What the task asks -> Copy the listing below, replacing each "pixel coordinates" with "pixel positions" and changing nothing else. Leave the pictures out of your copy.
------------
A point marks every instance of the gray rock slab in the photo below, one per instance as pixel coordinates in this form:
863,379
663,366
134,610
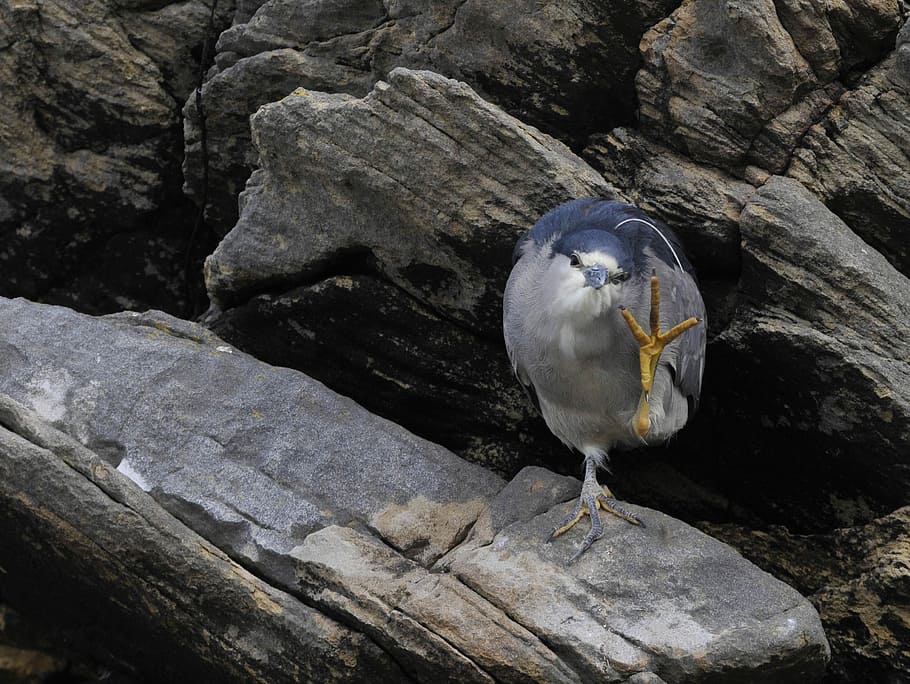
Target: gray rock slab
337,186
257,457
364,338
352,514
90,142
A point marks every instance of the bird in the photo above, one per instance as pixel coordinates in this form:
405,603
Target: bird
582,278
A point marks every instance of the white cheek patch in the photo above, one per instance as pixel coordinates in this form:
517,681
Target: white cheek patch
606,260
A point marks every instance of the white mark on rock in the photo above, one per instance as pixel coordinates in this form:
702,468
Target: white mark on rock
47,392
127,469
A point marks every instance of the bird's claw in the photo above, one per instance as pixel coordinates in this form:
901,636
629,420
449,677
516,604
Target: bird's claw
650,348
588,504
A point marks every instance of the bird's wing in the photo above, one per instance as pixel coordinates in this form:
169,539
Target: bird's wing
651,241
688,364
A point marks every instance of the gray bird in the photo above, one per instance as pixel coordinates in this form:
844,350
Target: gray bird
582,278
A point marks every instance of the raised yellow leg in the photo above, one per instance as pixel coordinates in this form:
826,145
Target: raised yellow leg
650,348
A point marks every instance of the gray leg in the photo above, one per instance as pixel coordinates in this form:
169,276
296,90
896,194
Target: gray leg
592,497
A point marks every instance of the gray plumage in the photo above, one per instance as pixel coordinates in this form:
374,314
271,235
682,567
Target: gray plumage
568,341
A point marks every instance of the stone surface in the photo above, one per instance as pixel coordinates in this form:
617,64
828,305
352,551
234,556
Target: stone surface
818,320
701,203
90,203
338,197
719,77
857,159
398,358
858,578
650,611
566,67
127,582
191,388
353,514
406,257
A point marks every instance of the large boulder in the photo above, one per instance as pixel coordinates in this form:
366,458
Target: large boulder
856,159
812,376
438,562
720,77
91,213
565,67
381,238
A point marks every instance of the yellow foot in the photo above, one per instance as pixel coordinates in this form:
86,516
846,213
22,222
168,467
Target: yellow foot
650,348
593,497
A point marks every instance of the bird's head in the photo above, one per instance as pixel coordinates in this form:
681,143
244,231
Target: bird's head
588,269
593,259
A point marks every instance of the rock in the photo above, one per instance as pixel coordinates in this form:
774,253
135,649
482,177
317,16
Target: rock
720,76
403,255
90,144
126,581
669,627
816,323
352,514
398,358
359,202
859,580
286,495
857,160
701,203
567,68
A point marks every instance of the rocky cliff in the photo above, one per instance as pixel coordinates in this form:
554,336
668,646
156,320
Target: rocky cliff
357,172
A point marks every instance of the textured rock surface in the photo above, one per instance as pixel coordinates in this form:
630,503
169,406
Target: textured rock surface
------------
Written response ->
A point marks every instance of the gray rock slab in the photo below, one per instance as pixel positions in this form:
863,379
663,366
134,610
Target: gray rock slab
337,186
257,457
364,338
352,514
90,142
A point marks every instance of the bird in the photo above, one per instance as pixel positions in this form:
405,603
Target: bird
582,278
A point marks every instance of the white cheek patch in the photo above, one per instance as pixel positions in this form:
517,681
Target: white cheek patch
606,260
A point marks every instance of the white mark on rock in the photo above, one per instance as pixel positions in this form:
702,468
Target: white mark on rock
47,392
127,469
A point marks every instance of the bird's claw in the photo above, one per instance as pixel positions in this form:
901,636
629,420
449,677
516,604
Target: bird's claw
650,348
588,504
A point marks every instance of the bird's wing in the photo above, one per instance as pixel positions in this form:
169,539
Target: bird's wing
651,241
688,364
A point marks every instance of the gray bird in the photo above, one per instance as pixel positions in this form:
844,350
Target: gray bird
582,278
A point marks every instance of the raised yellow leg in the photo above, one per instance as pixel positions in this form:
826,145
Target: raised yellow leg
650,348
A point marks every instance of the gray leg in the photo above, one per instance as pixel positions in this form:
169,276
296,90
896,194
Target: gray leg
592,497
A point marks every instance of the gray plumage in the photo above, one per instance as pixel positions in this form:
374,314
271,235
682,567
Target: gray plumage
568,341
A point marks every instance of the stone surface in the photo above, one per instance as pixel positions in this form:
617,64
828,305
352,551
234,556
Target: stone surface
818,320
701,203
90,203
338,197
719,77
857,159
398,358
858,578
650,611
566,67
127,582
191,388
353,514
406,257
A point marks every instance of the large boulder in the photo above, one per instance as pixel positions in this form:
366,458
Target: large boulder
856,159
812,376
438,562
720,77
91,213
565,67
381,238
A point marks every instance of the yellow foot in the photo above, one per instance as pixel positions in this form:
86,516
846,213
22,222
168,467
Target: yellow foot
650,348
593,497
A point marks every instance of the bird's head in the photo above, one per instance as pixel positions in this form:
681,143
244,231
Target: bird's head
588,269
593,259
A point marks every instance of the rock in the photo above, one per instance as pixel positions in this form:
774,253
135,649
482,177
317,16
Target: rock
720,76
403,255
90,144
126,581
669,627
816,323
352,514
398,358
359,202
859,580
286,495
857,160
701,203
567,68
A point marks every instance of the rocky cliff in the photo above, one per instance as pixel positions in this form:
554,336
668,646
156,320
Target: rocky cliff
357,172
A point marks every instance of the textured rock surface in the photo above, one per instance as pixel positions in this form:
630,503
169,406
Target: textured rock surface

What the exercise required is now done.